Retype, without alteration, each line from the line containing "TARGET: dirt ground outside" to the final line of the records.
━━ SOURCE MATERIAL ━━
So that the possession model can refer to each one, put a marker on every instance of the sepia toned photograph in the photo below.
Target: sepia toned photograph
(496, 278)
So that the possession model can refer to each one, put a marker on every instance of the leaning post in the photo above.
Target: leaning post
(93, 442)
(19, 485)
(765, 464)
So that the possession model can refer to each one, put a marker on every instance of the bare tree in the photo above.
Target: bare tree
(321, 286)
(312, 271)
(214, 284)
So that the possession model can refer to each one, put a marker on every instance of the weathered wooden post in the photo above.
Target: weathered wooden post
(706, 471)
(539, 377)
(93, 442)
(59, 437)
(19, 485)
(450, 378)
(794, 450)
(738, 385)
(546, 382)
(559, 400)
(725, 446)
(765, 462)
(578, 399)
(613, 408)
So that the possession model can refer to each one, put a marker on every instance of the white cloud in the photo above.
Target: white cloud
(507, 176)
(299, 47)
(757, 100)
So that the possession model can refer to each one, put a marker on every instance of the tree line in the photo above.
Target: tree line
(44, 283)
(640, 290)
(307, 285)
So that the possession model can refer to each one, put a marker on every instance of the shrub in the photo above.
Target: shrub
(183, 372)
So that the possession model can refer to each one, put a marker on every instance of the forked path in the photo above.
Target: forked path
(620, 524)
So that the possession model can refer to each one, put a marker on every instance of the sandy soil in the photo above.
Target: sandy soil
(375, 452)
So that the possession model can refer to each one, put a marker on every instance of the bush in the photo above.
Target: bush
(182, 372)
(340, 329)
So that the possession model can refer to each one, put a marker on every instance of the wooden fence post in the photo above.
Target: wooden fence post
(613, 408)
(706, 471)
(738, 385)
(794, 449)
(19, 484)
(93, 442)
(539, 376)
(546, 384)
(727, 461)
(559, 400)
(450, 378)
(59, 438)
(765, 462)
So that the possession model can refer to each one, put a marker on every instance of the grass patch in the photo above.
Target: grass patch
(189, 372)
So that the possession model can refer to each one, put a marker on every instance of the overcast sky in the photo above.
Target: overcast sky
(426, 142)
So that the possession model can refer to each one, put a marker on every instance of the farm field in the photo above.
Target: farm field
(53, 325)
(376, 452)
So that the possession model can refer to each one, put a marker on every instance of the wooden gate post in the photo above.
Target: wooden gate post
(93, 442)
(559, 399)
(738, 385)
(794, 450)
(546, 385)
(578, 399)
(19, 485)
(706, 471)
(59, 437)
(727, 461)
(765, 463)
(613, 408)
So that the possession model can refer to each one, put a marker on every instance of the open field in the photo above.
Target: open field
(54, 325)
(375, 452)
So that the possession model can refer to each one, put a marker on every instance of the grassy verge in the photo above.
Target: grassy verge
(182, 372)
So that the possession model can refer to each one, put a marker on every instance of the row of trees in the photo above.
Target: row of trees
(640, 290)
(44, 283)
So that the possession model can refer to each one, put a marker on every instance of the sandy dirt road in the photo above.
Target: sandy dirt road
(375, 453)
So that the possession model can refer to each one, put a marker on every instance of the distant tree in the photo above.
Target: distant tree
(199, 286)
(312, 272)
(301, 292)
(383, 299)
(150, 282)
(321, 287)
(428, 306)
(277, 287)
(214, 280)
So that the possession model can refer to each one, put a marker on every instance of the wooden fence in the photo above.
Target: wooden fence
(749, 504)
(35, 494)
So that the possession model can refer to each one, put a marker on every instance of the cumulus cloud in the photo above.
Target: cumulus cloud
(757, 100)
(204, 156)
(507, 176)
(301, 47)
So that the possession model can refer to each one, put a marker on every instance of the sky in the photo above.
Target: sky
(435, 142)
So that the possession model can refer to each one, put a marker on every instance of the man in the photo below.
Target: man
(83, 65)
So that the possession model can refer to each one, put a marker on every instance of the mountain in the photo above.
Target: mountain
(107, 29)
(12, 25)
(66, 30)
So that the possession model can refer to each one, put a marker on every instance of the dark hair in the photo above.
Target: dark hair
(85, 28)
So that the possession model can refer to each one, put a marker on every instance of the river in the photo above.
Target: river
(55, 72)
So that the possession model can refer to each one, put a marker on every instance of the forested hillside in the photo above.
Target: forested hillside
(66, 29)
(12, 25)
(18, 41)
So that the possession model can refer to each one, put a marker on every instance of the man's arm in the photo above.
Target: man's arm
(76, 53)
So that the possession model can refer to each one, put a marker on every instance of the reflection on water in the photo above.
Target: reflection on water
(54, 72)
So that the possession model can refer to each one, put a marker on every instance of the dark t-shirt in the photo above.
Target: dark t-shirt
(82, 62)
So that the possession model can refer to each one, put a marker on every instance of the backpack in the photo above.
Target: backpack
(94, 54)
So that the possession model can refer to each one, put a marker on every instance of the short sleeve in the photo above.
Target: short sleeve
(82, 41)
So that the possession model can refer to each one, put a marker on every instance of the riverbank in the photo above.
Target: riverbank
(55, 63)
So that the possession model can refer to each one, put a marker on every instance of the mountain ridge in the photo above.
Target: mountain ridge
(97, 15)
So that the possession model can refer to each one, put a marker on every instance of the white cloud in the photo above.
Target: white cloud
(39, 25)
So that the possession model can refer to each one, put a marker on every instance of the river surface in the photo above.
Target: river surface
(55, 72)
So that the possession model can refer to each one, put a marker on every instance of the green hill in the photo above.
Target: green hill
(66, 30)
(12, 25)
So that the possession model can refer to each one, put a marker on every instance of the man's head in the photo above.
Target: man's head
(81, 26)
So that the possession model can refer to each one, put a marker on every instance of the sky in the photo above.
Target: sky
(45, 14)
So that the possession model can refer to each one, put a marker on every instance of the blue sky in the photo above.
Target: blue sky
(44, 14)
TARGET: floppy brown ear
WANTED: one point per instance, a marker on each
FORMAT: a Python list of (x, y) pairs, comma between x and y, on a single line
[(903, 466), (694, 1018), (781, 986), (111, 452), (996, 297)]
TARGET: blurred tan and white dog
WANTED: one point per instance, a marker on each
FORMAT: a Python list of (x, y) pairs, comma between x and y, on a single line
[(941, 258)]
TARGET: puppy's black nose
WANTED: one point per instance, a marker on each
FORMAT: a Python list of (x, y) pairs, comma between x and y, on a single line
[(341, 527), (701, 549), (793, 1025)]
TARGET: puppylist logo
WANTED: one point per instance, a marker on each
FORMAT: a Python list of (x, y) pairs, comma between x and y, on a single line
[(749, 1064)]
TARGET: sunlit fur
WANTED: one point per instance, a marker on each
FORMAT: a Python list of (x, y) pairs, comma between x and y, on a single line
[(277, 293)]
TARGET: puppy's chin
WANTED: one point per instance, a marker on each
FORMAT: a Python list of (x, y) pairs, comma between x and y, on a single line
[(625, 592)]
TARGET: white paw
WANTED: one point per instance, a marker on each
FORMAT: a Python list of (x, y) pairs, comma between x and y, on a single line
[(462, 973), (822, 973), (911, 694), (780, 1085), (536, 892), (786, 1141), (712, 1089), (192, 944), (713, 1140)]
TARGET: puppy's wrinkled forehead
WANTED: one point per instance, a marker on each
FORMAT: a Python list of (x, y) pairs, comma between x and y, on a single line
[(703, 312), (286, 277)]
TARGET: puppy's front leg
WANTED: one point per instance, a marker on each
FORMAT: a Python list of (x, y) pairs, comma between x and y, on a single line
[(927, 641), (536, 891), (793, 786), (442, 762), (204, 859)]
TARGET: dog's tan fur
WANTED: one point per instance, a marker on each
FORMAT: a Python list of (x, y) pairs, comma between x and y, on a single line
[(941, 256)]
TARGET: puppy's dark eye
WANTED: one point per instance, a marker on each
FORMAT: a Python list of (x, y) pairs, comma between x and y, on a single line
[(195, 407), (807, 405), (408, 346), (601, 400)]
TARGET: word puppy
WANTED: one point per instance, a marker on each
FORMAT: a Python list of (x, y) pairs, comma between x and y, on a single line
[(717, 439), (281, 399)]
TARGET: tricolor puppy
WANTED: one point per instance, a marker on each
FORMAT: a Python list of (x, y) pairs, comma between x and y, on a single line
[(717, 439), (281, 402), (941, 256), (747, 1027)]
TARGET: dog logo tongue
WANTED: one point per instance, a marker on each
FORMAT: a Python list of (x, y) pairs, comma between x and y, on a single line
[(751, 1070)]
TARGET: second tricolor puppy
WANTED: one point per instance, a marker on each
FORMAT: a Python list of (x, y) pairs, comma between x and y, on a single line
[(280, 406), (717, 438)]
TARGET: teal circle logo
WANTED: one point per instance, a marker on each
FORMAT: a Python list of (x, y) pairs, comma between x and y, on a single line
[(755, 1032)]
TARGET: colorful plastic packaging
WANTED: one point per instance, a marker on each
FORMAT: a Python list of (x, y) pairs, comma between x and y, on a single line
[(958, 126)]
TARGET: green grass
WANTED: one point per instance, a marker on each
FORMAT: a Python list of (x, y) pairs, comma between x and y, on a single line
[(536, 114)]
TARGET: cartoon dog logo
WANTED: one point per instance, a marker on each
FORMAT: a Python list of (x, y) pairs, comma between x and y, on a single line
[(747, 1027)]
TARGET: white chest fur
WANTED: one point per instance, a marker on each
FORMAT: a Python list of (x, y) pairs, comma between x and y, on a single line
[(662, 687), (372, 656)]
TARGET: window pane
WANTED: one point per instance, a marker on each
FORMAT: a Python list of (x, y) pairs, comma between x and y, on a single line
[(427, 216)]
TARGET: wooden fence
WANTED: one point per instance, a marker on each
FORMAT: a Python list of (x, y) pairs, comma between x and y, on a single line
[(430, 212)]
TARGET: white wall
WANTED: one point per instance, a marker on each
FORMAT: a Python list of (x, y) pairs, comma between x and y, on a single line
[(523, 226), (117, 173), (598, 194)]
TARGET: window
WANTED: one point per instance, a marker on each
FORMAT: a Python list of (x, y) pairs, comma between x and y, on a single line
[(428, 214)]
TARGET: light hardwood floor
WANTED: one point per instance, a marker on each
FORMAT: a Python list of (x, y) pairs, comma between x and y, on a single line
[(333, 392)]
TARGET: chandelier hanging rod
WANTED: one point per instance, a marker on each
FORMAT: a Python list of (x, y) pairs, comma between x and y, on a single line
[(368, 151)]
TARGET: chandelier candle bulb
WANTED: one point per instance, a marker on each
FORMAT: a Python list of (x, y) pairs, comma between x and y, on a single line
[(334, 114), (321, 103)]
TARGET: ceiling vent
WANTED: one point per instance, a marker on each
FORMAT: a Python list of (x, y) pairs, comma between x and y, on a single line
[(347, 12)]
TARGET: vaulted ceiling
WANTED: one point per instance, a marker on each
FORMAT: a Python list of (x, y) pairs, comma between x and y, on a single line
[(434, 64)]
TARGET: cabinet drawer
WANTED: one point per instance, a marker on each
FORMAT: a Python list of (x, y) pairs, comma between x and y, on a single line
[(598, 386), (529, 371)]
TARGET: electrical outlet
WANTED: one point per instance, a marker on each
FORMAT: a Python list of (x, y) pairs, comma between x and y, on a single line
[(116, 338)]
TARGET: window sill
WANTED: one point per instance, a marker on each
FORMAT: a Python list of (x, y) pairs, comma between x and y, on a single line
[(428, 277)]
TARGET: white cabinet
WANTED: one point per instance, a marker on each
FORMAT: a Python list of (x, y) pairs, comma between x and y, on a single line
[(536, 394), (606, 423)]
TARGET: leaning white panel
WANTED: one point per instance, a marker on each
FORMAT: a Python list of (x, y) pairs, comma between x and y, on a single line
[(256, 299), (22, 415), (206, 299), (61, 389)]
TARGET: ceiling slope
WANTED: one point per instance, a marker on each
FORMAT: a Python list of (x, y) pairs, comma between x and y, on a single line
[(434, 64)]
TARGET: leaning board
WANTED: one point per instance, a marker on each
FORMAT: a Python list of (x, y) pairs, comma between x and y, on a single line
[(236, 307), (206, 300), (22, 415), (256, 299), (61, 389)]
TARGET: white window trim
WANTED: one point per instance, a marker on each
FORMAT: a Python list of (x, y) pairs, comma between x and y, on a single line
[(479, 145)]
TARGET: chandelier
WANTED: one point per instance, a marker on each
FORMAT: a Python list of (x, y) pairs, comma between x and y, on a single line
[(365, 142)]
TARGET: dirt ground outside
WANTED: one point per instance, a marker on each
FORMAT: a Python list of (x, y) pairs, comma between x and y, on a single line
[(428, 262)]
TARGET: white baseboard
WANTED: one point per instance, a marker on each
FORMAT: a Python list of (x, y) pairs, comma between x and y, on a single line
━━━
WRITTEN SOLUTION —
TARGET: dirt ground outside
WANTED: one point per instance, a marker on each
FORMAT: a Python list of (x, y) pairs, comma between x and y, on a single line
[(428, 262)]
TARGET: white baseboard
WANTED: one point per instance, a marker on each
FORMAT: a Python list of (x, y) pairs, comma between x and y, on a single line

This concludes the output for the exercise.